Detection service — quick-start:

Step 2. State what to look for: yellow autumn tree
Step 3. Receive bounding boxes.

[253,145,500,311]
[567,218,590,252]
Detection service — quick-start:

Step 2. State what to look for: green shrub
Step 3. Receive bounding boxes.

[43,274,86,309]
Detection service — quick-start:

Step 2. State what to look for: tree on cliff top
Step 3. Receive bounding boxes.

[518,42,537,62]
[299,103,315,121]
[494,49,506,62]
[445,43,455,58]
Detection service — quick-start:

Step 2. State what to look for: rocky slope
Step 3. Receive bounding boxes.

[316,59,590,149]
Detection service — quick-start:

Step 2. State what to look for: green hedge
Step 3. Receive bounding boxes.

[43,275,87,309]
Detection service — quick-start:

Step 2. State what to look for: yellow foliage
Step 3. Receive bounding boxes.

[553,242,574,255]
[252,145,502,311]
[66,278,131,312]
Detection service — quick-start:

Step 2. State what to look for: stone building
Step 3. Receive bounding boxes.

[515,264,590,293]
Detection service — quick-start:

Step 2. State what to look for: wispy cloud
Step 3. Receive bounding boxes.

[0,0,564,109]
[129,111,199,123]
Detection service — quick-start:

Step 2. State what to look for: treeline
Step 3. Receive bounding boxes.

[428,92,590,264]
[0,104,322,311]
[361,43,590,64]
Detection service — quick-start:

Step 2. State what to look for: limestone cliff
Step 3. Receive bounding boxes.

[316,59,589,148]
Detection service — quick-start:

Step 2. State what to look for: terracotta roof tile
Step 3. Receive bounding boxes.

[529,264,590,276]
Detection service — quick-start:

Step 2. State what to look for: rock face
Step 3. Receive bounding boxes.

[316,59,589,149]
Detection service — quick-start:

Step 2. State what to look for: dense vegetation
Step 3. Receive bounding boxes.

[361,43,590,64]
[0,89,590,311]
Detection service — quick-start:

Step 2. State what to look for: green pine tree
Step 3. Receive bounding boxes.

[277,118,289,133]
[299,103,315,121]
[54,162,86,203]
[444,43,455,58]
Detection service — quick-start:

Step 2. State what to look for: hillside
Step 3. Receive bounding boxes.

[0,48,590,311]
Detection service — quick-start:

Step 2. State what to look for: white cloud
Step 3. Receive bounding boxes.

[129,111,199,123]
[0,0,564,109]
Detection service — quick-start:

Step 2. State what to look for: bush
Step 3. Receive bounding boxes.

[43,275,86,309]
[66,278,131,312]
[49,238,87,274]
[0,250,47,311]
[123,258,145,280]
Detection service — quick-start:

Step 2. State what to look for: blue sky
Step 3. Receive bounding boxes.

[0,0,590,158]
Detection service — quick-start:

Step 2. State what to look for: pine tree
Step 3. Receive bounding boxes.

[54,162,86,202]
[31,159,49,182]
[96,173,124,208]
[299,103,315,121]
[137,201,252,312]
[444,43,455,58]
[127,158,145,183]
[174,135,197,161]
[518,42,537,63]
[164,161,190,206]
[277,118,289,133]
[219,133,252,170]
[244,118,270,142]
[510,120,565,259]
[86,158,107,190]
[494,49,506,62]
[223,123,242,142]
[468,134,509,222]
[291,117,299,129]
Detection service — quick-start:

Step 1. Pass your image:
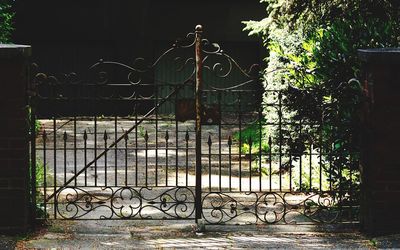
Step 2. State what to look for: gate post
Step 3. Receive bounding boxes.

[359,49,400,234]
[195,25,203,223]
[0,44,32,233]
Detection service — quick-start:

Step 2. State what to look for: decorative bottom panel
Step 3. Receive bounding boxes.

[202,192,358,224]
[47,187,195,219]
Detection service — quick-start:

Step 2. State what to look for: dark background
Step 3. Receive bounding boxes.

[14,0,265,73]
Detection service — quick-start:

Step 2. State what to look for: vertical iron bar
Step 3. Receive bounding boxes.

[74,116,77,186]
[29,107,36,221]
[165,130,169,187]
[135,110,138,187]
[217,92,222,192]
[299,120,303,192]
[329,143,333,191]
[289,154,292,192]
[248,137,253,192]
[319,137,323,191]
[185,129,189,186]
[63,131,67,184]
[268,136,272,192]
[83,129,87,187]
[228,136,232,191]
[53,117,57,219]
[103,130,108,187]
[238,92,243,192]
[195,25,203,223]
[114,116,118,186]
[175,86,179,186]
[310,143,313,192]
[94,115,97,187]
[124,134,129,186]
[154,81,158,187]
[207,135,212,192]
[278,91,283,192]
[348,154,353,223]
[258,108,262,192]
[144,130,149,187]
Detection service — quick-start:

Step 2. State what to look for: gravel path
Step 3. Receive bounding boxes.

[14,221,388,249]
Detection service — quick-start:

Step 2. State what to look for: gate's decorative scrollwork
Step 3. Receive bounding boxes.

[202,192,340,224]
[53,187,194,219]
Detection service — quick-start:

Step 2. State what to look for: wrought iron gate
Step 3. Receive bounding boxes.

[31,26,357,224]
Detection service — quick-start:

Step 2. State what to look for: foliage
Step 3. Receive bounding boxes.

[0,0,14,43]
[232,119,269,156]
[245,0,400,199]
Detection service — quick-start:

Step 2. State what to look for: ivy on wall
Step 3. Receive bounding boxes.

[0,1,15,43]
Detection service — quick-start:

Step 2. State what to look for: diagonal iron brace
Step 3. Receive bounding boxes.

[45,79,193,202]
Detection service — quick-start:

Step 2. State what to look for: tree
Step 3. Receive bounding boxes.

[245,0,400,207]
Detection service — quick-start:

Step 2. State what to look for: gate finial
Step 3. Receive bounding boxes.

[195,24,203,32]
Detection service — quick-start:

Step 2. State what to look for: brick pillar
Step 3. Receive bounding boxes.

[359,49,400,234]
[0,44,31,233]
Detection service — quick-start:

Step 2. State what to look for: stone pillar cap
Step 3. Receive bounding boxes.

[358,48,400,64]
[0,44,32,58]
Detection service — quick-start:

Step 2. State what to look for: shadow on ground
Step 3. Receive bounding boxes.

[17,220,400,249]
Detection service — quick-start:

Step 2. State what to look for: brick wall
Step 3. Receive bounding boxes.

[0,45,30,233]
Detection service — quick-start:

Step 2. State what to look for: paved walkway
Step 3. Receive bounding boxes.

[5,221,400,249]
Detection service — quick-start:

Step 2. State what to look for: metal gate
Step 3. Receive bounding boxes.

[31,26,358,224]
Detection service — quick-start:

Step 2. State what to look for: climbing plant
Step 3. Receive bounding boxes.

[0,0,15,43]
[245,0,400,200]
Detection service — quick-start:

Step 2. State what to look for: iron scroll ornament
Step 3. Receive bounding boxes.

[53,187,194,220]
[202,192,343,224]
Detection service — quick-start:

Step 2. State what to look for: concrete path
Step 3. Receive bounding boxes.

[11,221,400,249]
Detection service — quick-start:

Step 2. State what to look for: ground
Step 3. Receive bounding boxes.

[0,220,400,249]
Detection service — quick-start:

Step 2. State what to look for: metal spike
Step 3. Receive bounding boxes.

[103,130,108,141]
[185,130,189,142]
[165,130,169,141]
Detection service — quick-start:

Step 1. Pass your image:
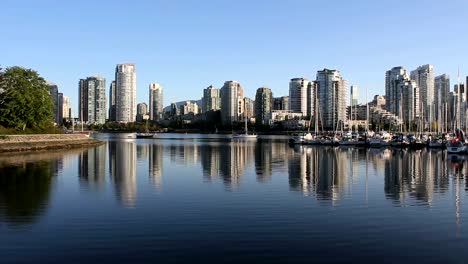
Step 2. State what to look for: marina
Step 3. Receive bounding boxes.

[0,134,468,263]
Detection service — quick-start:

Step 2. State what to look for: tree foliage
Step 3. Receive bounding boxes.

[0,66,53,130]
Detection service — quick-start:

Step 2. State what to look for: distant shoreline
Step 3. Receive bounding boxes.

[0,134,104,153]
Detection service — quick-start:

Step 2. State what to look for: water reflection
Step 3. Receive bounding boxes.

[384,150,449,206]
[78,145,106,190]
[108,141,137,207]
[4,137,468,222]
[0,160,62,226]
[148,144,164,191]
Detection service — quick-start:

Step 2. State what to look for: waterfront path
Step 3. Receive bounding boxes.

[0,134,102,152]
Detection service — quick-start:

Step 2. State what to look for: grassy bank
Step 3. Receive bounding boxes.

[0,134,103,153]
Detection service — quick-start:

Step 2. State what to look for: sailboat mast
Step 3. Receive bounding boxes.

[456,68,461,128]
[245,115,248,135]
[366,88,369,135]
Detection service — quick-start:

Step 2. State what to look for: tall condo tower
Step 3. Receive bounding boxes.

[410,64,435,123]
[109,81,116,121]
[78,76,107,124]
[434,74,451,132]
[221,81,244,124]
[115,63,136,123]
[149,83,163,121]
[385,66,420,124]
[316,69,347,130]
[289,78,310,116]
[202,85,221,112]
[255,87,274,125]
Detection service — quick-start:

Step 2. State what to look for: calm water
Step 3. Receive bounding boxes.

[0,135,468,263]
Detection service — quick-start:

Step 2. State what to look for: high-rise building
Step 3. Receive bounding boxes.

[109,81,116,121]
[220,81,244,124]
[255,87,273,125]
[315,69,347,129]
[62,95,72,120]
[202,85,221,112]
[47,82,60,124]
[410,64,435,123]
[434,74,450,131]
[137,103,148,122]
[351,85,359,106]
[273,96,289,110]
[289,78,310,116]
[385,67,420,124]
[78,76,107,124]
[180,101,199,115]
[57,93,63,125]
[115,63,136,123]
[244,97,255,119]
[149,83,164,121]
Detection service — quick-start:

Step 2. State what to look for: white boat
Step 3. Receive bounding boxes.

[447,140,466,154]
[232,117,257,139]
[135,133,155,138]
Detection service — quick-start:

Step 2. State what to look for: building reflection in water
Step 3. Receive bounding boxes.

[108,141,136,207]
[255,142,273,182]
[200,143,221,182]
[148,144,164,191]
[288,146,347,200]
[0,157,63,228]
[78,145,107,189]
[136,144,149,161]
[384,150,449,206]
[219,141,255,190]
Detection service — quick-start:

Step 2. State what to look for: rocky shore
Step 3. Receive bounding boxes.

[0,134,103,153]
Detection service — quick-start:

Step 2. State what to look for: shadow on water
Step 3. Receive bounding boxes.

[0,160,60,227]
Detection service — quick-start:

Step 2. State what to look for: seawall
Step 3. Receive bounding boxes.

[0,134,103,153]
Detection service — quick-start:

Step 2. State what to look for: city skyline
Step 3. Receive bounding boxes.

[0,1,468,113]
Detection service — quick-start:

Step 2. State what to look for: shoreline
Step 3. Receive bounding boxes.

[0,134,104,153]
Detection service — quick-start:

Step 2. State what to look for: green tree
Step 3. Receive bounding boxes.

[0,66,53,130]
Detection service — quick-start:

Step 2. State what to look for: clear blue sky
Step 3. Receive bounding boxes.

[0,0,468,113]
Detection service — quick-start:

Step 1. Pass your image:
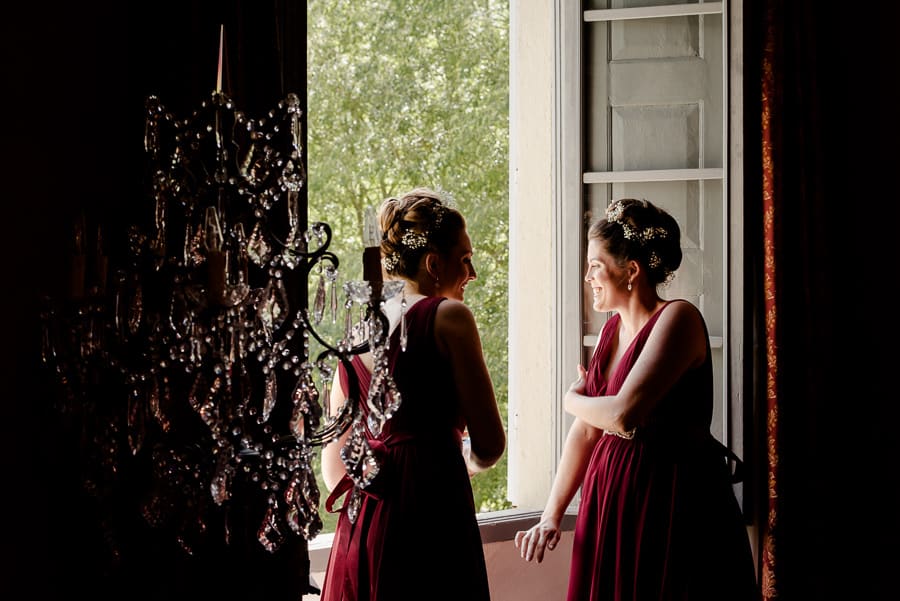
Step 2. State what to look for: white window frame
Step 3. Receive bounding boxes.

[507,0,746,511]
[309,0,756,572]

§ What you have to do: Arrange the stretch from the start of the material through the line containing "[445,43,455,58]" as a numbered list, with blank lines left out.

§ Response to the exercise:
1. Detection service — quick-start:
2. Step 2. State what to look for: yellow autumn tree
3. Step 3. Receive bounding boxes.
4. [253,145,500,311]
5. [567,218,590,252]
6. Detection service — quick-start:
7. Step 2. State what to look for: green shrub
8. Step 3. Receive bounding boxes.
9. [43,274,86,309]
10. Detection service — quick-start:
11. Step 2. State what to look for: tree on cliff top
12. Step 3. Receive bounding boxes.
13. [518,42,537,62]
14. [299,103,315,121]
15. [494,49,506,62]
16. [445,43,455,58]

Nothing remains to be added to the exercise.